(WORK INSTRUCTIONS): Below are records. Transcribe exactly the lines from the one that contains "tag the white ceiling" through the last line, leaving any pictures out.

(RECORDS PROVIDED):
○ ○ ○

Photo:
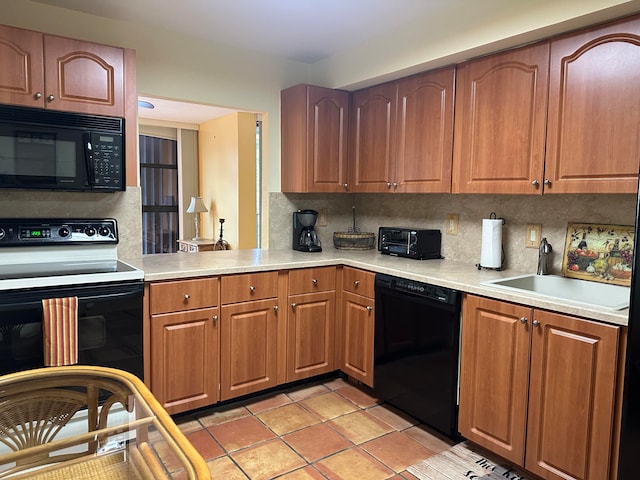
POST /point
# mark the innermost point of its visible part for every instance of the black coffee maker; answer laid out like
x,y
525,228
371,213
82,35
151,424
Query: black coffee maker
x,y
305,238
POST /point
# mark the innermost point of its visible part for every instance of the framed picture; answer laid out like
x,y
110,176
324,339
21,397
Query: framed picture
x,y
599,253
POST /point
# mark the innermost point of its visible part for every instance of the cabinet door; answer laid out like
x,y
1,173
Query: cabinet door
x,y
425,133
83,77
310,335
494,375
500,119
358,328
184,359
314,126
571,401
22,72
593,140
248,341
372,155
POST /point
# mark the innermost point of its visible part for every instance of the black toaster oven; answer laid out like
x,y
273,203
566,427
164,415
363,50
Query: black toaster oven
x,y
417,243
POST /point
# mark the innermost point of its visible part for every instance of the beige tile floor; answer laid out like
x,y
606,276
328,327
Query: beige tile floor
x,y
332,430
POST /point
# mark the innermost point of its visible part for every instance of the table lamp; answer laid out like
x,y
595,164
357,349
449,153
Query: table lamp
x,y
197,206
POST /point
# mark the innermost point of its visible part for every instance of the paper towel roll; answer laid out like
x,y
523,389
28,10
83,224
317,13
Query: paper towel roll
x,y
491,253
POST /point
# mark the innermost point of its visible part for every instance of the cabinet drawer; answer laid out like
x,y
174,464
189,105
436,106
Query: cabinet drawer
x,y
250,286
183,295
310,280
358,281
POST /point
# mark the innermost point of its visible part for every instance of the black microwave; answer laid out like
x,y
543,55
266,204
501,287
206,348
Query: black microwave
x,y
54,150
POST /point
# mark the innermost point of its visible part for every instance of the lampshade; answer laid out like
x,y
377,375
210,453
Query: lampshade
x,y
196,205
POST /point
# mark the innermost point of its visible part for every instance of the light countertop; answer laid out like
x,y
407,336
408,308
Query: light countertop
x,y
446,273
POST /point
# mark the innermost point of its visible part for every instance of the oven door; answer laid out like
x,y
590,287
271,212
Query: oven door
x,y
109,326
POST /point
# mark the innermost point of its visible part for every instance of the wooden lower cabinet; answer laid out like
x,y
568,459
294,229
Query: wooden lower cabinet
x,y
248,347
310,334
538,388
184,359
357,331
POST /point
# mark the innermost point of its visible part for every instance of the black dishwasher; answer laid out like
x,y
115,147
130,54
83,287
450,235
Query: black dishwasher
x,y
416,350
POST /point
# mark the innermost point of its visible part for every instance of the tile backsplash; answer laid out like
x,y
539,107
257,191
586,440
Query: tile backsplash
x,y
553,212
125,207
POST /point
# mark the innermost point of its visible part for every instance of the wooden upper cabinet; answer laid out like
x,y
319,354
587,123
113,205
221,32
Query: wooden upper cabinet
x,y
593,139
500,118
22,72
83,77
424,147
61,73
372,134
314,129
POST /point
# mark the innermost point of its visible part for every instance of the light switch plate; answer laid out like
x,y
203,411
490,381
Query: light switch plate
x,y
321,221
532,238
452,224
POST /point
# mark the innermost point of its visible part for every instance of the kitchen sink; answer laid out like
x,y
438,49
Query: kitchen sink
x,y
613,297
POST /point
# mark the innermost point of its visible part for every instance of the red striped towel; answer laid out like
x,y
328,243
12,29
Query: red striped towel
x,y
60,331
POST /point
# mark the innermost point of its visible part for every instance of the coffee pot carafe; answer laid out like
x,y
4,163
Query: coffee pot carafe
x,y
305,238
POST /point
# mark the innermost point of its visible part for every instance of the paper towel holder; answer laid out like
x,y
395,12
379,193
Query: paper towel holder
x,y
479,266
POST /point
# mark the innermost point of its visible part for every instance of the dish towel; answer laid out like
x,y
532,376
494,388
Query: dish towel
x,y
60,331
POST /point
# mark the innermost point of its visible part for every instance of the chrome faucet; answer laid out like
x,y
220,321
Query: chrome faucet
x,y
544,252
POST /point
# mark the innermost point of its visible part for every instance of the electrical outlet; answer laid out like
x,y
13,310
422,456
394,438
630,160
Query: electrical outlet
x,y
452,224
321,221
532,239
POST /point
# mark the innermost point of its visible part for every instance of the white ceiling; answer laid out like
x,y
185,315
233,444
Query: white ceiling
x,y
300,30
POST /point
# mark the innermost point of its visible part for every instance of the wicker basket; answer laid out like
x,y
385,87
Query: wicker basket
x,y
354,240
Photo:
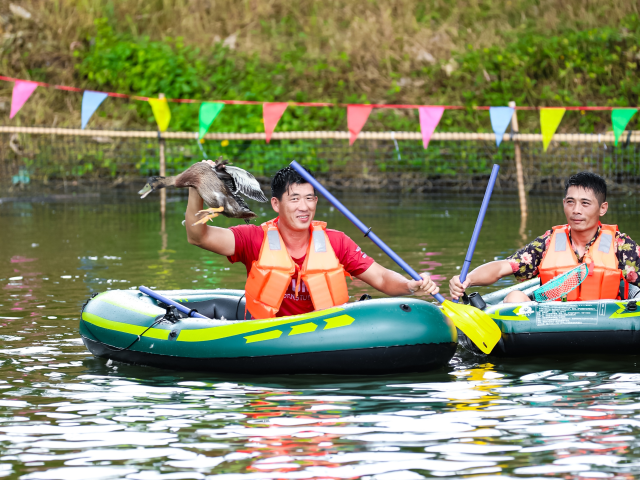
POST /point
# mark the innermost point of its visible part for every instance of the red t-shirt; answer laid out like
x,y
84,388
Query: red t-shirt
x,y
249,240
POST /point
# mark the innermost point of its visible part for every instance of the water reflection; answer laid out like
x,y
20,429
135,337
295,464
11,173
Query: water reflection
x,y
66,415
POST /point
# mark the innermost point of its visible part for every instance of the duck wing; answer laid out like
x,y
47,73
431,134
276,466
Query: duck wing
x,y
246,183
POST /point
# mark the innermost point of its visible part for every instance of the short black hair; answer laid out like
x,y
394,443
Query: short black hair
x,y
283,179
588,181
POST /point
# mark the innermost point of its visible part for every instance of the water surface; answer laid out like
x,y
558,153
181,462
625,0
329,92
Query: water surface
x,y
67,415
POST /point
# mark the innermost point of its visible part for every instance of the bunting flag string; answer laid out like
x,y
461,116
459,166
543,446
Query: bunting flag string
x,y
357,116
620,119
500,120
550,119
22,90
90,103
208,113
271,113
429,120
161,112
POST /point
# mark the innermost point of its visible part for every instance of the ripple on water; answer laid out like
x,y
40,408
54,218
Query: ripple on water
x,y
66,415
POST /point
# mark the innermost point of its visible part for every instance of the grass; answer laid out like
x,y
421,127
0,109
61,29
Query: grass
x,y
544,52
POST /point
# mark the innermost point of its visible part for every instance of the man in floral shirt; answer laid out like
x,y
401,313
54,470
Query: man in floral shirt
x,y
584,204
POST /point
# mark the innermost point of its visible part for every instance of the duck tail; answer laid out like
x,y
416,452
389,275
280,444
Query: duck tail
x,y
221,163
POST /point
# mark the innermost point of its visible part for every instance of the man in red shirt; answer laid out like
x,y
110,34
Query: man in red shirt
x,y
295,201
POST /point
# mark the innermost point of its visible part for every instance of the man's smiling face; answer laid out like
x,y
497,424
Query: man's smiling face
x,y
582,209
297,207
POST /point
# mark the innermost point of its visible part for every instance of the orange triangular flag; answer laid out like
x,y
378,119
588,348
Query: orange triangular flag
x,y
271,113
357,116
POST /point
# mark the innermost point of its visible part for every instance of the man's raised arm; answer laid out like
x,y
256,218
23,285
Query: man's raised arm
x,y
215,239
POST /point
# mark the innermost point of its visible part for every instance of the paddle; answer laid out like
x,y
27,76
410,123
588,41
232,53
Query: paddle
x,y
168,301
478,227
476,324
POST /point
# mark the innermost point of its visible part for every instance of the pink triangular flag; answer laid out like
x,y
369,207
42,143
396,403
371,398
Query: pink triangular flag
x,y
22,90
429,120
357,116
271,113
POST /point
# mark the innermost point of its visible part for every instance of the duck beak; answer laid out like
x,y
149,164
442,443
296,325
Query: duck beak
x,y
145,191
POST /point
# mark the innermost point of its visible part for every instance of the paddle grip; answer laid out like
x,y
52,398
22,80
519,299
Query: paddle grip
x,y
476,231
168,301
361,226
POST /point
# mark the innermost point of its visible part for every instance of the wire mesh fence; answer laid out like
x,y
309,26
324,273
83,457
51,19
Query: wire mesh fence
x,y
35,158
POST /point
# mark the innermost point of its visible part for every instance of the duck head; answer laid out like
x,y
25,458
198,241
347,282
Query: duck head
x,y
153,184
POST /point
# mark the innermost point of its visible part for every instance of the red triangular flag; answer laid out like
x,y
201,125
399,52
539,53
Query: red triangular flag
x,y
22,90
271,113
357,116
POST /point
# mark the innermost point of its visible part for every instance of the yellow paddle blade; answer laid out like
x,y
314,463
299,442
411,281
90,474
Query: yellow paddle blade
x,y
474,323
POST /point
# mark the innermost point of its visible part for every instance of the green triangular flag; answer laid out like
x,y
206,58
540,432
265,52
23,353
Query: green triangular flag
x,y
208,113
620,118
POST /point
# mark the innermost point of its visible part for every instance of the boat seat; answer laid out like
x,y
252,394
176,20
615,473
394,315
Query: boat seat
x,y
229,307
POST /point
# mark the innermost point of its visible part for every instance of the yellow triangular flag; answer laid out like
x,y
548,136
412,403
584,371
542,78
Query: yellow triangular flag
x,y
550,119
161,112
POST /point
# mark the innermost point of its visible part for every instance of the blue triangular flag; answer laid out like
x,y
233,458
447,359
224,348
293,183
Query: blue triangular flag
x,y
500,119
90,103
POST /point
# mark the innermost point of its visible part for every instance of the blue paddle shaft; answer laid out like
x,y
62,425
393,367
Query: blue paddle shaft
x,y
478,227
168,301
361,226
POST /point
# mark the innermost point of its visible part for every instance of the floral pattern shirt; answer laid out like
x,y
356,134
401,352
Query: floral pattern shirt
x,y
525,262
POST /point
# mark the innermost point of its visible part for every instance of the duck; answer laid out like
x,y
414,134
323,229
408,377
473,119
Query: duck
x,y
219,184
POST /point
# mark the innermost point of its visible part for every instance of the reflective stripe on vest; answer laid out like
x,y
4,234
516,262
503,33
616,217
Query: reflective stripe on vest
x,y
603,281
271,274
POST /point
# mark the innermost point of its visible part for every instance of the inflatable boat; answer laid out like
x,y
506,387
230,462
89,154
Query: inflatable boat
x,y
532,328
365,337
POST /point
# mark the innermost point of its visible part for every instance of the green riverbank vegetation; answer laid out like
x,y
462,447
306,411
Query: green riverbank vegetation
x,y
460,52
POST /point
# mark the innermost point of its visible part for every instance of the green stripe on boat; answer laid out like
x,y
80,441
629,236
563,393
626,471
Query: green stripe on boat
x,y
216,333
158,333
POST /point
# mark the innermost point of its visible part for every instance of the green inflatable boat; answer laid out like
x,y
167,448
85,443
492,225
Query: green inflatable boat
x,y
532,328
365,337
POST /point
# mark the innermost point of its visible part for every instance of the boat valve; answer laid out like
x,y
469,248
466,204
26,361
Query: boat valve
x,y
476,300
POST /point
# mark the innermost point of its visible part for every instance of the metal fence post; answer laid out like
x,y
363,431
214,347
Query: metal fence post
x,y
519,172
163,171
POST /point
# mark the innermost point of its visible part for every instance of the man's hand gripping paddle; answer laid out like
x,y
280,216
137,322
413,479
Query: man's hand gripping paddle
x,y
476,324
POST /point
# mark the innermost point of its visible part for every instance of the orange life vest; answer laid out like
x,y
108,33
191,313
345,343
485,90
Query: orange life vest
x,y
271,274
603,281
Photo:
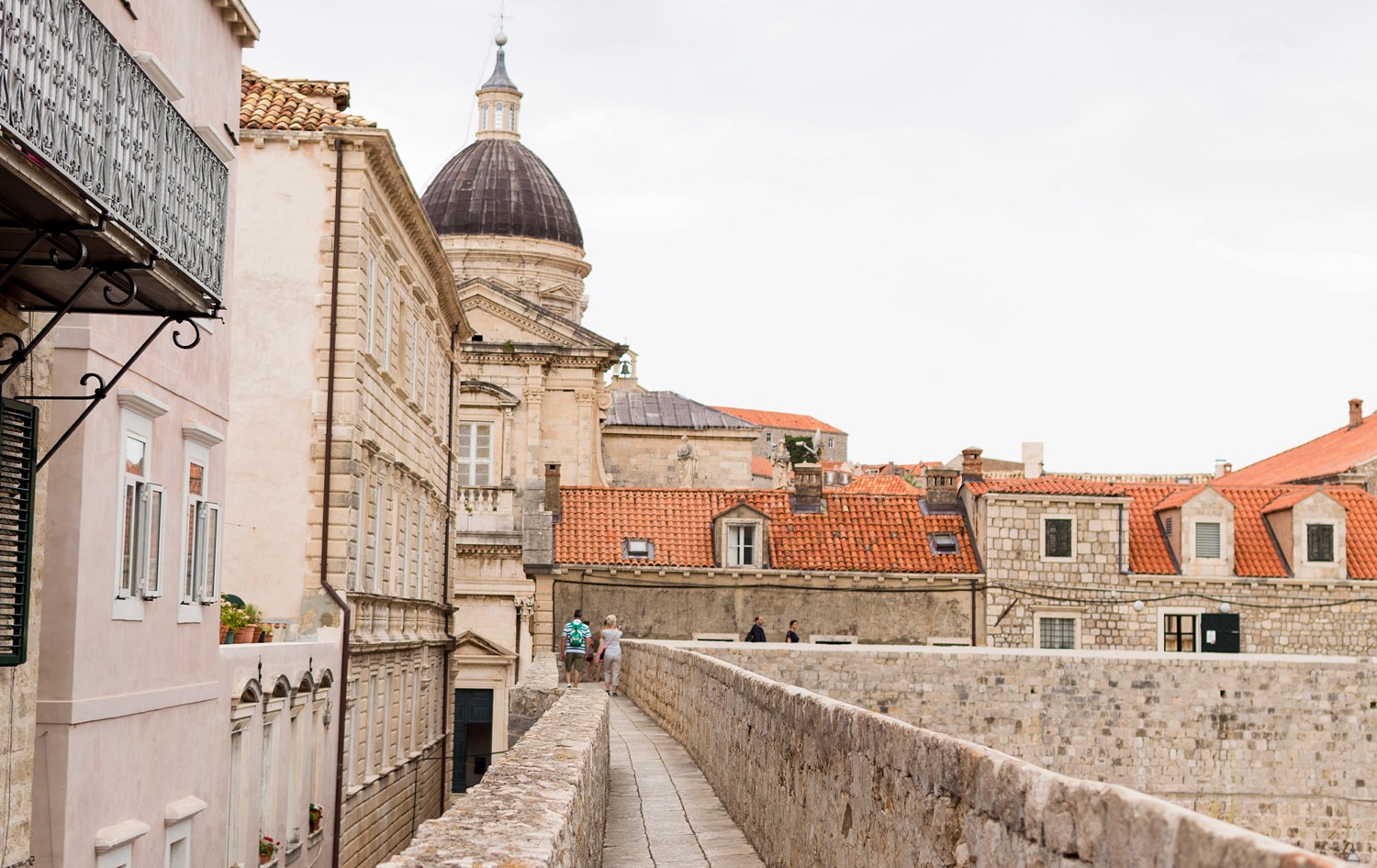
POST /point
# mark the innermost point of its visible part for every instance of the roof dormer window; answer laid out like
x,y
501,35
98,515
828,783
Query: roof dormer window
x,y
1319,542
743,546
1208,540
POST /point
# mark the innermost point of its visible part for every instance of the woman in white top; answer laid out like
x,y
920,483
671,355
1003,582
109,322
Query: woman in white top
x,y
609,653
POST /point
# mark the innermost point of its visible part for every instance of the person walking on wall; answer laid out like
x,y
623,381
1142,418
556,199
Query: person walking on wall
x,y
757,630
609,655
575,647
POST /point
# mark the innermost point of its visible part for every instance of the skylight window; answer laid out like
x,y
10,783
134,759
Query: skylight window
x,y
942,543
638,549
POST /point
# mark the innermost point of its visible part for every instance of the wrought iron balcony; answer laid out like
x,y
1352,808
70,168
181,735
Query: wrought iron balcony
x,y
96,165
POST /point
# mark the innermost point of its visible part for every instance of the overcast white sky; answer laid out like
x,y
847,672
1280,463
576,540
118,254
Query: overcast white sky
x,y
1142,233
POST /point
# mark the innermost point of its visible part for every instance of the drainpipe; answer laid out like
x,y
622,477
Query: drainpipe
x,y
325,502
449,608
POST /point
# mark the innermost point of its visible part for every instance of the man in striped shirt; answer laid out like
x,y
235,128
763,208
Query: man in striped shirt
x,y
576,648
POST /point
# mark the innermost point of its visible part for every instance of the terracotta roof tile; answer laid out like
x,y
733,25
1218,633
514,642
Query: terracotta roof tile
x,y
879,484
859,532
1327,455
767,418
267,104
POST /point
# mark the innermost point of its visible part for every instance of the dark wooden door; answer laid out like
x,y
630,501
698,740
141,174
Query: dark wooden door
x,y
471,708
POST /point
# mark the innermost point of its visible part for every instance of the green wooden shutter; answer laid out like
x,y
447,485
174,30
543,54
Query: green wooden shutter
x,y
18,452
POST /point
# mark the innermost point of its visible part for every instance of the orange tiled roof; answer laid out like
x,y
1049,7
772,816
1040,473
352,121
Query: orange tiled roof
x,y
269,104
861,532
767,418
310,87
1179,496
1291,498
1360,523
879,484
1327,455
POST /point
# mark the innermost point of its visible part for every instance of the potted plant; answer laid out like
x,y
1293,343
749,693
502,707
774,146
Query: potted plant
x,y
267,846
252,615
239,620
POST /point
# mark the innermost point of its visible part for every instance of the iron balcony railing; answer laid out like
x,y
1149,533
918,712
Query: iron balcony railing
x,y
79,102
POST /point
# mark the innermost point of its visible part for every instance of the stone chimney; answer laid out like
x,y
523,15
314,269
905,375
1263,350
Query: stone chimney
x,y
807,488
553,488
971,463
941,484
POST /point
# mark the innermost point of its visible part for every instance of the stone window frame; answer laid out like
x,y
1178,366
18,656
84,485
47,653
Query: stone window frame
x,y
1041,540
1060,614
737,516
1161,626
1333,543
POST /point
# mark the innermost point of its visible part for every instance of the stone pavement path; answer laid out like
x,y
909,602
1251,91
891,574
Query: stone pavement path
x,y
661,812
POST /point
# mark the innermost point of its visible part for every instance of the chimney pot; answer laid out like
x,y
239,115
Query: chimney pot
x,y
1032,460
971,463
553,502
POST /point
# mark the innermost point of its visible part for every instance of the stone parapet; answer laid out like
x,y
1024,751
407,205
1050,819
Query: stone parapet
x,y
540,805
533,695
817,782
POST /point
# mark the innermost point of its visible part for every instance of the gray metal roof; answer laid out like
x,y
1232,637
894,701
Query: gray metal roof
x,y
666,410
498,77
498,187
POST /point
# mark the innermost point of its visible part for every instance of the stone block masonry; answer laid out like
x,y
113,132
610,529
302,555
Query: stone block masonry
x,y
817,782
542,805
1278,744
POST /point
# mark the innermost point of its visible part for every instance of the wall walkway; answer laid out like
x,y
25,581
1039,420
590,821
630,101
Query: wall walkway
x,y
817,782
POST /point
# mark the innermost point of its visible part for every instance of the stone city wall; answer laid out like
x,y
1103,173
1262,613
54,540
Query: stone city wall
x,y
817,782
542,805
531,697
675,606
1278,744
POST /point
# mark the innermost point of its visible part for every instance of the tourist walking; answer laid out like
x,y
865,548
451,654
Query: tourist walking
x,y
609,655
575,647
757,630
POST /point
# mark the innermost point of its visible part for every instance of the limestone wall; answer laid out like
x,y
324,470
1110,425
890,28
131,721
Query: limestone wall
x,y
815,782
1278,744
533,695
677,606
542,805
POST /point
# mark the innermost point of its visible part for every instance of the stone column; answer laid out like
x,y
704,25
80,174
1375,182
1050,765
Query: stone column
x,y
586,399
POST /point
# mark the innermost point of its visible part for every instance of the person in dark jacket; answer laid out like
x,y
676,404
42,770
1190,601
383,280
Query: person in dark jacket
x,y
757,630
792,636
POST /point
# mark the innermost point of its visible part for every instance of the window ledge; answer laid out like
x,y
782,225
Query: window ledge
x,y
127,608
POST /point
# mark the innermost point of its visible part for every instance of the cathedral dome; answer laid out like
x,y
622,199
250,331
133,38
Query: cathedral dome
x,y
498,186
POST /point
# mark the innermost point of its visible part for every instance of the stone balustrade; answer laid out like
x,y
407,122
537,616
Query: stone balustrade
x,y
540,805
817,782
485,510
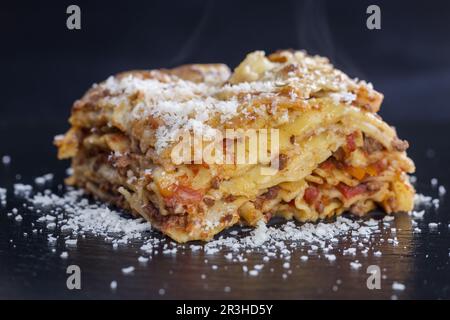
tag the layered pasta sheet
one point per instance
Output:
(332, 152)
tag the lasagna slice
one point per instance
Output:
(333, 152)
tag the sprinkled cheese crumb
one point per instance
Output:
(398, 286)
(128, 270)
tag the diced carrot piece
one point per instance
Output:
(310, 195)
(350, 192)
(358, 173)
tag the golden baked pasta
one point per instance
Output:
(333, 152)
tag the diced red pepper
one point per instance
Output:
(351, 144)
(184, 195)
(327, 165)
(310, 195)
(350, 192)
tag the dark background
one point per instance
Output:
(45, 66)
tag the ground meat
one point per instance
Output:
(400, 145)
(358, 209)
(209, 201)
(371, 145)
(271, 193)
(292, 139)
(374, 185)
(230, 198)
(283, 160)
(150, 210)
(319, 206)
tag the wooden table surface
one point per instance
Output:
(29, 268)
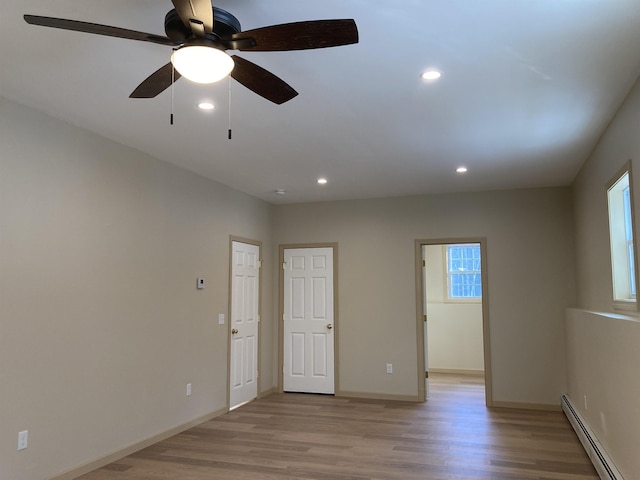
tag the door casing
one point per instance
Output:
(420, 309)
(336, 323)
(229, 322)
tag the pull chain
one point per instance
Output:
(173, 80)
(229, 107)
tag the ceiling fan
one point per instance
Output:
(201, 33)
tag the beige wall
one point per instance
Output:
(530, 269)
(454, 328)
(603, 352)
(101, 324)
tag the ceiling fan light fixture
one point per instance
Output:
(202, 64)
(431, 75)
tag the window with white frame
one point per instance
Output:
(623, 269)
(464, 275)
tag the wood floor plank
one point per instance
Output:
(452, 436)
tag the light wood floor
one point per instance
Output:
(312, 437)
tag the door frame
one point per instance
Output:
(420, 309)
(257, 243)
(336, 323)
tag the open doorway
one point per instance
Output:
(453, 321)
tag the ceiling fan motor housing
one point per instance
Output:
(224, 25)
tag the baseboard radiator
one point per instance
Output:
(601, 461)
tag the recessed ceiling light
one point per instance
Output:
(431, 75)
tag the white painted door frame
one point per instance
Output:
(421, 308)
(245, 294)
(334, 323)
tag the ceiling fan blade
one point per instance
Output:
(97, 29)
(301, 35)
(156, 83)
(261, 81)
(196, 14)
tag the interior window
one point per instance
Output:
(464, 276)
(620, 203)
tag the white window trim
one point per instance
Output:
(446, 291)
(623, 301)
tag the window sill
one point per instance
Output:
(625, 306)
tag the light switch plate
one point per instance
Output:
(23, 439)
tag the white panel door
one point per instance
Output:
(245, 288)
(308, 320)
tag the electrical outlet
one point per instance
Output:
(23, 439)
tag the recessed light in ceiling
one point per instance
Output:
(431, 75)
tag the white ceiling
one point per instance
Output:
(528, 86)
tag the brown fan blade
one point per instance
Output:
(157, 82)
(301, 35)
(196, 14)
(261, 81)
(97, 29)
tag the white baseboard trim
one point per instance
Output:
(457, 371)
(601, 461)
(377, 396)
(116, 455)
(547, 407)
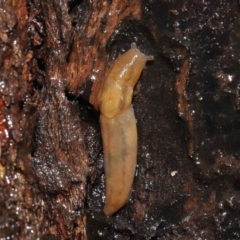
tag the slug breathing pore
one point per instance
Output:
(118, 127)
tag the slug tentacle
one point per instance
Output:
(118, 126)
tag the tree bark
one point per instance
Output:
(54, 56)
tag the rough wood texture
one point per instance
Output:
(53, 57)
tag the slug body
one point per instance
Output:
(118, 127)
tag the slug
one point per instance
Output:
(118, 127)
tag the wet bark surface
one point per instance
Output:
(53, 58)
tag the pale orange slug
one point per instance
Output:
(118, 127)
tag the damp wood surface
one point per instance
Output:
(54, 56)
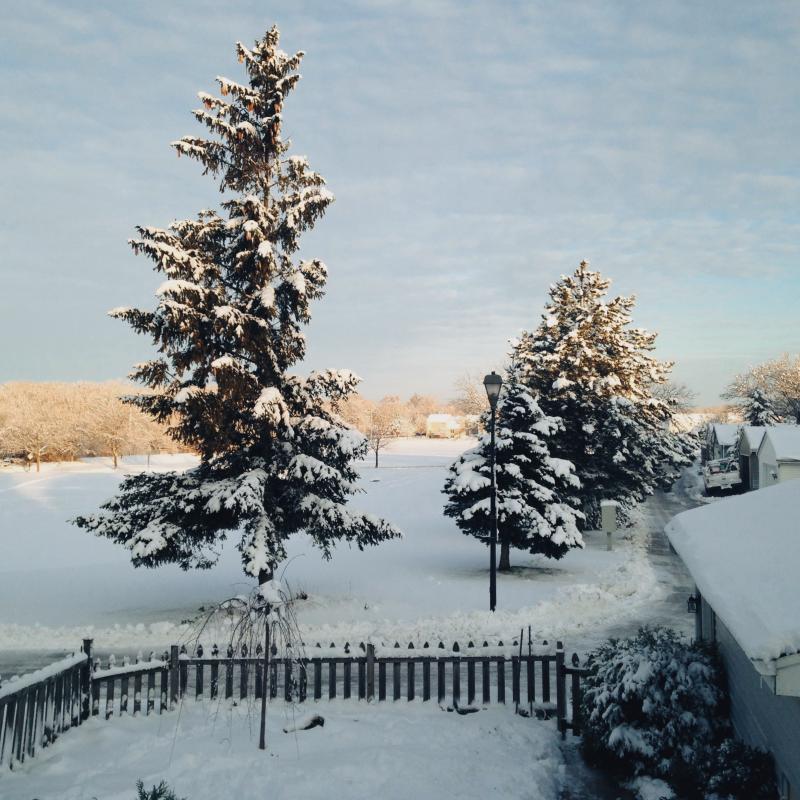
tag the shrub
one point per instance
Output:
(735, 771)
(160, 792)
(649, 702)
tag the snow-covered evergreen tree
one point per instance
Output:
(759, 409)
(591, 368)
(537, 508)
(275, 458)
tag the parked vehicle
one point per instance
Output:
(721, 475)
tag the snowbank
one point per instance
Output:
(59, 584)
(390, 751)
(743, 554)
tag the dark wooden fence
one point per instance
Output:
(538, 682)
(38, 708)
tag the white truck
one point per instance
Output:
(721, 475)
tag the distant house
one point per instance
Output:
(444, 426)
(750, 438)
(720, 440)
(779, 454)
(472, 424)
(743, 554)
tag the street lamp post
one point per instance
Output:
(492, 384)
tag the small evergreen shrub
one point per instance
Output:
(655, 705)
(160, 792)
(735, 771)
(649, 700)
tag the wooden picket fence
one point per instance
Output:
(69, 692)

○ ○ ○

(EXERCISE SOLUTION):
tag the white ceiling
one point per instance
Output:
(528, 86)
tag the brown fan blade
one point per instance
Output:
(157, 82)
(301, 35)
(196, 14)
(261, 81)
(97, 29)
tag the white baseboard trim
one point per instance
Output:
(457, 371)
(601, 461)
(377, 396)
(116, 455)
(547, 407)
tag the slug breathing pore
one point per instance
Output:
(118, 127)
tag the slug tentacle
one point per instance
Output:
(118, 126)
tag the tree bark
one point per instance
Output:
(54, 56)
tag the rough wood texture
one point per instance
Output:
(53, 57)
tag the slug body
one point per instance
Output:
(118, 127)
tag the slug
one point per instance
Output:
(118, 127)
tag the wet bark surface
one point per instance
Output:
(53, 58)
tag the pale orange slug
one point per instance
Output:
(118, 127)
tag the damp wood surface
one point per instance
Output:
(54, 56)
tag the shrub
one point per instance
Output:
(735, 771)
(160, 792)
(649, 702)
tag the snow-covered evergreen tree
one point per instance
Output:
(759, 409)
(591, 368)
(537, 508)
(275, 458)
tag the parked vehicle
one point per instance
Output:
(721, 475)
tag the snowbank
one point per instance
Output:
(59, 584)
(390, 751)
(743, 554)
tag the dark wooden fence
one point per instance
Output:
(538, 682)
(38, 708)
tag the white truck
one point per instance
Output:
(721, 475)
tag the distant house
one point per instance
Output:
(444, 426)
(750, 438)
(720, 440)
(779, 454)
(472, 424)
(743, 554)
tag the street lamp post
one point per instance
Output:
(492, 384)
tag the small evergreen shrub
one point per instance
Output:
(655, 705)
(160, 792)
(735, 771)
(649, 700)
tag the wooden picket fence
one point per instance
Output:
(69, 692)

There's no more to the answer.